§ Passage given:
+-------+

Seasons
- ← 19821984 →

= 1983 Speedway World Pairs Championship =

14th edition of the World motorcycle speedway Pairs Championship

The 1983 Speedway World Pairs Championship was the fourteenth FIM Speedway World Pairs Championship. The final took place on 18 June at the Ullevi Stadium in Gothenburg, Sweden.

England won their sixth World Pairs Championship after Kenny Carter and Peter Collins scored 25 points. Australia, represented by Billy Sanders and Gary Guglielmi finished second on 24 points, while the two men who would go on to dominate Motorcycle Speedway for the next six years, Hans Nielsen and Erik Gundersen, rode Denmark to third place with 19 points.

+-------+

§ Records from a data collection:
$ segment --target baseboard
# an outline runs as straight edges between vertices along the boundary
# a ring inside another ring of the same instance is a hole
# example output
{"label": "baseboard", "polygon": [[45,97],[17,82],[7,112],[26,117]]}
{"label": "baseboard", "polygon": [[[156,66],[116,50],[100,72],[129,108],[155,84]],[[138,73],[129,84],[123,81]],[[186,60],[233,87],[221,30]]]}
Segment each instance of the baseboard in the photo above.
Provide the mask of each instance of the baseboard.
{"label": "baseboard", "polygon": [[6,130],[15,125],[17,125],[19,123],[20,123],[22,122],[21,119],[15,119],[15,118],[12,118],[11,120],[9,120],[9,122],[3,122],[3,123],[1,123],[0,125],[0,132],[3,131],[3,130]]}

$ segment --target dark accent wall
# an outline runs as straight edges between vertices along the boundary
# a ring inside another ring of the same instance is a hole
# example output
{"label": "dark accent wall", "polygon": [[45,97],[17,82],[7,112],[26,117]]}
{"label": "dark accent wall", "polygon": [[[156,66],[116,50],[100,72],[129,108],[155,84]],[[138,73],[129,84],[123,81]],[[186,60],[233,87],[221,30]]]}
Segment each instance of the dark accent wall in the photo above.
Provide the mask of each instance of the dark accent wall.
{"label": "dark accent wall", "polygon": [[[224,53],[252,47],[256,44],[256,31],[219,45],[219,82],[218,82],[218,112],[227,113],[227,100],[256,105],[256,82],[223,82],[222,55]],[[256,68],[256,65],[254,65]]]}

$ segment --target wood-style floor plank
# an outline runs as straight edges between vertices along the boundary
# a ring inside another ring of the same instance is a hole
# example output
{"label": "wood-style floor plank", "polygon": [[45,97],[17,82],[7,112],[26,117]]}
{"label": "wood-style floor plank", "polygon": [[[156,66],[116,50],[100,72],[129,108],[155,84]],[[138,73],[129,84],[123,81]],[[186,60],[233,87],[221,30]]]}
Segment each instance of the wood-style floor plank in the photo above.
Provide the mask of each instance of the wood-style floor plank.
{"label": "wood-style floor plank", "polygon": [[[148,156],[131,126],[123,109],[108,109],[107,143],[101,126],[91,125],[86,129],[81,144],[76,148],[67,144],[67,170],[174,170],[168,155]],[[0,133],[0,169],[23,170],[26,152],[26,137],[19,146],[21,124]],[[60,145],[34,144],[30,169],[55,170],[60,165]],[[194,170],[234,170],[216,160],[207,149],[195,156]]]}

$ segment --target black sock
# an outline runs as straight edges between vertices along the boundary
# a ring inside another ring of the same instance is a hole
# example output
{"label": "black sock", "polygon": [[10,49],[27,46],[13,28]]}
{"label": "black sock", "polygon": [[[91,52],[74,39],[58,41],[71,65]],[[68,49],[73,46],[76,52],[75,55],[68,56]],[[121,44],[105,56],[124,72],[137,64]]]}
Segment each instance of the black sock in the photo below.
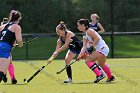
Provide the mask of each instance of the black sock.
{"label": "black sock", "polygon": [[68,66],[68,67],[66,68],[66,71],[67,71],[67,75],[68,75],[68,77],[72,79],[71,66]]}
{"label": "black sock", "polygon": [[0,82],[3,79],[3,77],[4,77],[4,73],[0,71]]}

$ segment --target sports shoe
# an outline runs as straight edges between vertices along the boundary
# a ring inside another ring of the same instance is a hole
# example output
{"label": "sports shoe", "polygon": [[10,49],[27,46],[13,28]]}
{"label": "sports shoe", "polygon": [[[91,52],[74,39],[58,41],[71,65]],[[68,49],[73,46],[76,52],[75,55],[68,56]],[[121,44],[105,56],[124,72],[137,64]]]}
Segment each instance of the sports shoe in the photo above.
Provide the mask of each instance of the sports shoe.
{"label": "sports shoe", "polygon": [[2,79],[2,80],[3,80],[4,83],[7,82],[7,77],[6,77],[6,75],[3,76],[3,79]]}
{"label": "sports shoe", "polygon": [[12,84],[16,84],[16,83],[17,83],[17,80],[16,80],[15,78],[13,78],[13,79],[11,80],[11,82],[12,82]]}
{"label": "sports shoe", "polygon": [[106,82],[111,82],[111,81],[114,81],[115,80],[115,77],[114,76],[112,76],[110,79],[107,79],[107,81]]}
{"label": "sports shoe", "polygon": [[72,79],[68,78],[67,80],[64,81],[64,83],[72,83]]}
{"label": "sports shoe", "polygon": [[103,78],[105,78],[105,76],[103,74],[101,74],[101,76],[96,76],[96,80],[94,81],[94,83],[98,83]]}

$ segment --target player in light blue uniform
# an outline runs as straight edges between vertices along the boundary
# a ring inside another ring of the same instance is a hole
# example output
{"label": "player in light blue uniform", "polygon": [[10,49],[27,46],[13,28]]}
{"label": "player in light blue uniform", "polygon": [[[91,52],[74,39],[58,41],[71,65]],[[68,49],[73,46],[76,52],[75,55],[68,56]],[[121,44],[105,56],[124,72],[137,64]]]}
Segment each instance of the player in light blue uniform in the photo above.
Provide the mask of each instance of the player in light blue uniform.
{"label": "player in light blue uniform", "polygon": [[12,10],[8,19],[7,24],[0,26],[0,82],[5,80],[13,45],[17,42],[18,47],[23,46],[21,27],[18,25],[21,13]]}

+-------+

§ Set task: According to the text on the 1983 Speedway World Pairs Championship, how did England come to win the title? Answer in one to three sentences.

§ Output of the exercise: England won because Kenny Carter and Peter Collins scored 25 points. That put them ahead of Australia, whose pair of Billy Sanders and Gary Guglielmi finished second on 24 points.